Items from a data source
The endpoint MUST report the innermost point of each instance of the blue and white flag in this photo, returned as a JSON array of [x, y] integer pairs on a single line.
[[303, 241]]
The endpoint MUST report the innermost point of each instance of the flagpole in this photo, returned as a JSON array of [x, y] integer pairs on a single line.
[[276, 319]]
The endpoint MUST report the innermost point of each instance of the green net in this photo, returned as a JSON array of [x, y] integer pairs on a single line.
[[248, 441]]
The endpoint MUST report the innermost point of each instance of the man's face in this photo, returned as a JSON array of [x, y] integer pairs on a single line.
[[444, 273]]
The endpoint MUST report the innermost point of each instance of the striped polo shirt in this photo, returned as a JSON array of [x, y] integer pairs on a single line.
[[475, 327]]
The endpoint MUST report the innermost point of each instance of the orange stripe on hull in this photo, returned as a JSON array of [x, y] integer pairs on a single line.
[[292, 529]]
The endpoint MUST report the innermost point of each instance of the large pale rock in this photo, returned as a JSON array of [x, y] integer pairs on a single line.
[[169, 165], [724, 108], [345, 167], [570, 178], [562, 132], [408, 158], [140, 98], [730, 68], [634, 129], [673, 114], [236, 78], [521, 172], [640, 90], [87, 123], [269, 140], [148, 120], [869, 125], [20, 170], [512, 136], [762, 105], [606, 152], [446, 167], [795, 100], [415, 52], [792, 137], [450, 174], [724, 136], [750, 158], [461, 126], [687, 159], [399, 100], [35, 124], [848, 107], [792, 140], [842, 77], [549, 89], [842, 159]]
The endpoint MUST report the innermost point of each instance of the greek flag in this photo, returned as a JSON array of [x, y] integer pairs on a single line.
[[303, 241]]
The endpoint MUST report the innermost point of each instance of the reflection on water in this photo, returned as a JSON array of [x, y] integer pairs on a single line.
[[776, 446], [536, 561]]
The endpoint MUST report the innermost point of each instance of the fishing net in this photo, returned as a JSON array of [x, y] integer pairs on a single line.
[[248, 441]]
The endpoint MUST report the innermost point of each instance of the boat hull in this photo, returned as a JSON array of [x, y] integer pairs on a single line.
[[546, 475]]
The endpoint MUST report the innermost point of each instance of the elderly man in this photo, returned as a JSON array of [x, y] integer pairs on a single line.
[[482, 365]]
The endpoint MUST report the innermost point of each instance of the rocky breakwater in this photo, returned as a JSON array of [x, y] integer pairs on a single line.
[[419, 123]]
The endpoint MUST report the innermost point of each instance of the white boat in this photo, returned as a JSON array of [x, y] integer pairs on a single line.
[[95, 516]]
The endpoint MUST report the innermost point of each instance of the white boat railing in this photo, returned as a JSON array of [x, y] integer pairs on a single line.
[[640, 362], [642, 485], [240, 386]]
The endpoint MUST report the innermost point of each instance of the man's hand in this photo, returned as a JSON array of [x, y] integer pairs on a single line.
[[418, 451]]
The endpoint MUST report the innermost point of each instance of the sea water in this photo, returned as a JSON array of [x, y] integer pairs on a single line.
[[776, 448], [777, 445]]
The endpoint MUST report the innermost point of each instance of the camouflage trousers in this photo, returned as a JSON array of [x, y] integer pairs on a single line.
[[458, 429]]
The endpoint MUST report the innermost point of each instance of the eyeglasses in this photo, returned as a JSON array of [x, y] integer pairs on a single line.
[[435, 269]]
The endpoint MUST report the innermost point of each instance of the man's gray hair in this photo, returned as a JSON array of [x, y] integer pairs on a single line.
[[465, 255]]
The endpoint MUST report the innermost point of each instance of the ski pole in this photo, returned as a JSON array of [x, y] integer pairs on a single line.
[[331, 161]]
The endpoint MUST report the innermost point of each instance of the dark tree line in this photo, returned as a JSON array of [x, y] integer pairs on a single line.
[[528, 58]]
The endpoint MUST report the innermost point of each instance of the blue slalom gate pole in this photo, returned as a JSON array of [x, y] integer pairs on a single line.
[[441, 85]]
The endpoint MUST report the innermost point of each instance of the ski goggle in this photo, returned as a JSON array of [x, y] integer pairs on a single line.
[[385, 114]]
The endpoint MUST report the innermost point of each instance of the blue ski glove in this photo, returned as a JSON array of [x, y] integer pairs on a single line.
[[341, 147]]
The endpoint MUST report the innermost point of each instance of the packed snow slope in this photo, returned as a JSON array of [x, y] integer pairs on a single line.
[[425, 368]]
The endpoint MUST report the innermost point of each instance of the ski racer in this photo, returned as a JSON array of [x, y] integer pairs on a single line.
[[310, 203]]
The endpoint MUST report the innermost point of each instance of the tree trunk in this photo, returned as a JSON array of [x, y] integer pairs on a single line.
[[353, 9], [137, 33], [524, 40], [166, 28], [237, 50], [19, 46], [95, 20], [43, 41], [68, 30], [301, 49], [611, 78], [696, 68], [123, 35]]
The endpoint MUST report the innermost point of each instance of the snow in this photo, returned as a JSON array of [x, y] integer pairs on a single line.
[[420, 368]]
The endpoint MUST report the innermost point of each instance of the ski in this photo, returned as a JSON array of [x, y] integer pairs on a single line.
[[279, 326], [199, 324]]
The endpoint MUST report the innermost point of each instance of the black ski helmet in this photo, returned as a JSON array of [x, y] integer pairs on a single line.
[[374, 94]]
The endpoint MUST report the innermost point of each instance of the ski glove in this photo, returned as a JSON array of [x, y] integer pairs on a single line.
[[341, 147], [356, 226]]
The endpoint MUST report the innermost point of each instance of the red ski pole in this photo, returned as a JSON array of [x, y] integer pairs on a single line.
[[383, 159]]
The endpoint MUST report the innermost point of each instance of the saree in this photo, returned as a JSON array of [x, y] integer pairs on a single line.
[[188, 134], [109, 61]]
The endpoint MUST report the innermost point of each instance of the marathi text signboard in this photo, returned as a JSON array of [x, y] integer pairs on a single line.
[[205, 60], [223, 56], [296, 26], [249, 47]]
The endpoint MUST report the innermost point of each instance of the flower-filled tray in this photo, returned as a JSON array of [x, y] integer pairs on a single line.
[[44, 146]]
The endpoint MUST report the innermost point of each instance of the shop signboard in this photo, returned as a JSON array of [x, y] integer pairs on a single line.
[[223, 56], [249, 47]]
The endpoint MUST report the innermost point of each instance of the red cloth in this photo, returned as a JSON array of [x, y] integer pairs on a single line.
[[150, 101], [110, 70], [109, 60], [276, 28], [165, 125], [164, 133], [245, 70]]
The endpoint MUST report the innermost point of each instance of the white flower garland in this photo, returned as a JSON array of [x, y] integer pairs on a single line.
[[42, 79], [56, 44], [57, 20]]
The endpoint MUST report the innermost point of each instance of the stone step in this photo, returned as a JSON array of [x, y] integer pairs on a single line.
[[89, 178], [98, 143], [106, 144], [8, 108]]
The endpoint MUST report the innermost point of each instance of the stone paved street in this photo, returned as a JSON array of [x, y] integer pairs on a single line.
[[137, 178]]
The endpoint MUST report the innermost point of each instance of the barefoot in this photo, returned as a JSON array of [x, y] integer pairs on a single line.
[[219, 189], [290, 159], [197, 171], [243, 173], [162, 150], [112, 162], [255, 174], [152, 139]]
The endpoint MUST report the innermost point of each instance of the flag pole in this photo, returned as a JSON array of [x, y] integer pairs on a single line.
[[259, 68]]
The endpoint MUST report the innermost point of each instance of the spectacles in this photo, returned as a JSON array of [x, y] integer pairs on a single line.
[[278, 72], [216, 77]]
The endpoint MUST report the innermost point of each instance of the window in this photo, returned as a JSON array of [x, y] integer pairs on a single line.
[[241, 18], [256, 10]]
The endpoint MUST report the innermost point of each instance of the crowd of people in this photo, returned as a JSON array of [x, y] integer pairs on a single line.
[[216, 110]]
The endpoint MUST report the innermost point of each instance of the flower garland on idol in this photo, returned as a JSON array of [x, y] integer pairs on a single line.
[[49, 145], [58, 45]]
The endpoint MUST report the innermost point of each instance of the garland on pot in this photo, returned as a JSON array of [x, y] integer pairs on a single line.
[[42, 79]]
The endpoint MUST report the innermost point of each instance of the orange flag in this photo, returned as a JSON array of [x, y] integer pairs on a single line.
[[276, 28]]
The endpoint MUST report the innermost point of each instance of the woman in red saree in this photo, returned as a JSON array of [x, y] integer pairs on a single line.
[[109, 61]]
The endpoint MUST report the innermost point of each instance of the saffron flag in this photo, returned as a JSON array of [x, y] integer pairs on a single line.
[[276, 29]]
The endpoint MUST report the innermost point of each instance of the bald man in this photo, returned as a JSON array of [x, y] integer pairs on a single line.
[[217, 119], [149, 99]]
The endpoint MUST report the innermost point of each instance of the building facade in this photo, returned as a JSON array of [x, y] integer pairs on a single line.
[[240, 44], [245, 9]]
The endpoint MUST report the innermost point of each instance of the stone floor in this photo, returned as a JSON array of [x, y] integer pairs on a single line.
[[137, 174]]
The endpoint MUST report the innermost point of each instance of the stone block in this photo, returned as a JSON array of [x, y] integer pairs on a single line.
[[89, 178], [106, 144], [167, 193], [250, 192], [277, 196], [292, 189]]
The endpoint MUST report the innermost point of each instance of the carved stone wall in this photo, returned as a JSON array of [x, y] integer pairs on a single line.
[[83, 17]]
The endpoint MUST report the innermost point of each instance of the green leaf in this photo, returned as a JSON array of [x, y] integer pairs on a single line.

### [Instruction]
Copy the entries from the first line up to and including the line with "[[292, 529]]", requests unchanged, and raise every x and y coordinate in the answers by 12.

### [Solution for this problem]
The endpoint MUST report the innermost point of each instance of the blue and white flag in this photo, returned as a JSON array of [x, y] integer pairs on a single line.
[[315, 253]]
The endpoint MUST report the innermost point of each instance of the flagpole in this photo, returned as a JSON array of [x, y] integer pairs on a single line.
[[288, 331]]
The endpoint MUST report the innermost point of each instance of the green net in this photo, returned as a JSON array of [x, y] integer pairs on a single line.
[[260, 453]]
The endpoint MUST report the innermost point of each instance of the man's face in this photo, returned as a JSON array of [x, y] integer pairs on a single line.
[[456, 285]]
The endpoint MUST report the innermost point of each instance of the striped polo shirt in this photo, returned as a JSON array of [x, y] integer pairs on a single line.
[[487, 339]]
The endpoint MUST report the innermost point of each instance of the orange stripe on hull in this photo, returned as a JSON array of [x, y] integer pairs on a single line.
[[304, 541]]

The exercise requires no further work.